(Data items)
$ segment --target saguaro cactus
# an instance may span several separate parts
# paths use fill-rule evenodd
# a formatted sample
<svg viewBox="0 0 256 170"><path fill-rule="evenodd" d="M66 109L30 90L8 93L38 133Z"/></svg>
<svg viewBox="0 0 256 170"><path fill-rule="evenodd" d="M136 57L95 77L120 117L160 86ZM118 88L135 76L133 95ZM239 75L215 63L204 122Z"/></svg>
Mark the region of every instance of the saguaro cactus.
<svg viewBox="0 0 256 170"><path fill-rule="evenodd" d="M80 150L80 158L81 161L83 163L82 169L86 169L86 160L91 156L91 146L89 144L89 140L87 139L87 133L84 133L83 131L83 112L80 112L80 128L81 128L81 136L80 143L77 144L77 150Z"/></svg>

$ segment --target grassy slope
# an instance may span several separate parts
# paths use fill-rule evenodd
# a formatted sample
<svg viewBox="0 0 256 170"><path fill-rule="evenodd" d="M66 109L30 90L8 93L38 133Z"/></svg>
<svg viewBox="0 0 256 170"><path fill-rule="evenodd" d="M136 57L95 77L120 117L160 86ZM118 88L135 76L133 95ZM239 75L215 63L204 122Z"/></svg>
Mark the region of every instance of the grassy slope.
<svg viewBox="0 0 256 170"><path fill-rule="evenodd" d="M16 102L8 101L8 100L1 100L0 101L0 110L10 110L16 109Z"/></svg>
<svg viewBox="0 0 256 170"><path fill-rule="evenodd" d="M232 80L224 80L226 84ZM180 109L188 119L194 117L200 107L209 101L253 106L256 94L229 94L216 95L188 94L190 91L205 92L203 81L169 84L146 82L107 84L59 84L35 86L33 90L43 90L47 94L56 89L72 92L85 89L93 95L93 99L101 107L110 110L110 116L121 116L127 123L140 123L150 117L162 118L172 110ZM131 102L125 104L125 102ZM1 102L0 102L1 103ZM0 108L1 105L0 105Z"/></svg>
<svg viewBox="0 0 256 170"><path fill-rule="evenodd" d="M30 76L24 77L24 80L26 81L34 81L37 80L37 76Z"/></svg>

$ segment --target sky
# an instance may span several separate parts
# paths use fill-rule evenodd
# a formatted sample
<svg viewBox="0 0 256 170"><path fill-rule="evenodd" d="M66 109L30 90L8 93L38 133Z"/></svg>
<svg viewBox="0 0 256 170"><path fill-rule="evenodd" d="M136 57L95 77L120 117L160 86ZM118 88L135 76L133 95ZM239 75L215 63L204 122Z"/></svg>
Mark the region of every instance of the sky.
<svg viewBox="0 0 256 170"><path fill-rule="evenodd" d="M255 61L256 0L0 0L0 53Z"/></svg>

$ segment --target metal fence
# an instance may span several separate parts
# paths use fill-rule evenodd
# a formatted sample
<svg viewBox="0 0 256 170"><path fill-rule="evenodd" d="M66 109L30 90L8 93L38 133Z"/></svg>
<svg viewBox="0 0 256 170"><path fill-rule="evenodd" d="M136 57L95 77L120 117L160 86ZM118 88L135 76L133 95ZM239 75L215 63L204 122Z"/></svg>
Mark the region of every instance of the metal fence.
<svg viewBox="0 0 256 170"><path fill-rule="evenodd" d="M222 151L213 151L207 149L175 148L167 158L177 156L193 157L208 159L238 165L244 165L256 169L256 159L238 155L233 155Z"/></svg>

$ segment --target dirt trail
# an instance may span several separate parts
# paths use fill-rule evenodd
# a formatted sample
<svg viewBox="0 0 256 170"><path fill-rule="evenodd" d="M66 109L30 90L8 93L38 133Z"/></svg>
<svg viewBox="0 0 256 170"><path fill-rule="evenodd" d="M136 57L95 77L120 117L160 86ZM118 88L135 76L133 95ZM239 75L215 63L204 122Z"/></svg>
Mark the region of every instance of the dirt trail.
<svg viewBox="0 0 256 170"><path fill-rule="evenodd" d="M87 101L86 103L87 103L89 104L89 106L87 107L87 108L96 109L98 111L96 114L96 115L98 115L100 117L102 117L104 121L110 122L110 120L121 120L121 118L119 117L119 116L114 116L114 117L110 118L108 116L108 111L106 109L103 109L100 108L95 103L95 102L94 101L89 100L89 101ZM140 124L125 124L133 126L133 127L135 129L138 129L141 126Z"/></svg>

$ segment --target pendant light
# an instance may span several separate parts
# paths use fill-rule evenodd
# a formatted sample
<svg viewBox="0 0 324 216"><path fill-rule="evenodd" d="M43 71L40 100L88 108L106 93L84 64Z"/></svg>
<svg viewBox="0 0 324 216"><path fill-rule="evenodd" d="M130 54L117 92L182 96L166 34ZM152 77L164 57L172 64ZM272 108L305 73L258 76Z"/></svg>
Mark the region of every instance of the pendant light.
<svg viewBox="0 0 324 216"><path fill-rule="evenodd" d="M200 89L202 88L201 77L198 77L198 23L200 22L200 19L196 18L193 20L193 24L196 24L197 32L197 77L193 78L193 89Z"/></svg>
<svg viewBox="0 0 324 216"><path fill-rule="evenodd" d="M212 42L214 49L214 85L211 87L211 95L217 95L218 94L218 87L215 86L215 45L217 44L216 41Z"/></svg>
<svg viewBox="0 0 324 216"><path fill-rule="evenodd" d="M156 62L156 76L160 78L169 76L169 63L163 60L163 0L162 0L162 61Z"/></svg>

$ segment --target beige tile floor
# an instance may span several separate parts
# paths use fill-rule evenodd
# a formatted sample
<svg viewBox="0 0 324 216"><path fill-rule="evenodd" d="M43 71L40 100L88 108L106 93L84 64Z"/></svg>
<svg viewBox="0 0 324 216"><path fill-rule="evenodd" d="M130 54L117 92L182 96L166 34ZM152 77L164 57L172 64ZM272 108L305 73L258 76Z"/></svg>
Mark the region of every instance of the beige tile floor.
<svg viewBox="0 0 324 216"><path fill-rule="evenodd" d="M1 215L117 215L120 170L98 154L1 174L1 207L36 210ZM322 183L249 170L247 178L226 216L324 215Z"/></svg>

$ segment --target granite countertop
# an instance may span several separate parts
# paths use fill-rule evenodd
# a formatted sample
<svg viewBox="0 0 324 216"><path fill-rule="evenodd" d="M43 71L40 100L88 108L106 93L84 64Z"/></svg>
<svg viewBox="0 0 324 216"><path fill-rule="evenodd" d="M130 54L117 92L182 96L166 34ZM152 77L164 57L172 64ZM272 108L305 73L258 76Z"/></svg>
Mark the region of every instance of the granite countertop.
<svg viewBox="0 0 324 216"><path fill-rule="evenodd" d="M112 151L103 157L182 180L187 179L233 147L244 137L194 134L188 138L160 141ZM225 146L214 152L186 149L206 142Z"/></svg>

GOAL OF THE EXERCISE:
Lay out as a numbered list the lines of the data from the one containing "--target beige tile floor" through the one containing "215L117 215L120 170L98", both included, leaving out any blank lines.

RESULT BELOW:
1. $ segment --target beige tile floor
2. # an instance may span several separate parts
3. # paths use fill-rule evenodd
4. # a formatted sample
5. <svg viewBox="0 0 324 216"><path fill-rule="evenodd" d="M43 71L40 100L88 108L106 93L84 64Z"/></svg>
6. <svg viewBox="0 0 324 216"><path fill-rule="evenodd" d="M130 54L117 92L182 96L166 34ZM152 77L164 57L172 64ZM272 108L305 73L258 76Z"/></svg>
7. Mark the region of every instance of the beige tile floor.
8. <svg viewBox="0 0 324 216"><path fill-rule="evenodd" d="M1 215L117 215L120 170L98 154L1 174L1 207L36 210ZM322 183L249 170L247 178L226 216L324 215Z"/></svg>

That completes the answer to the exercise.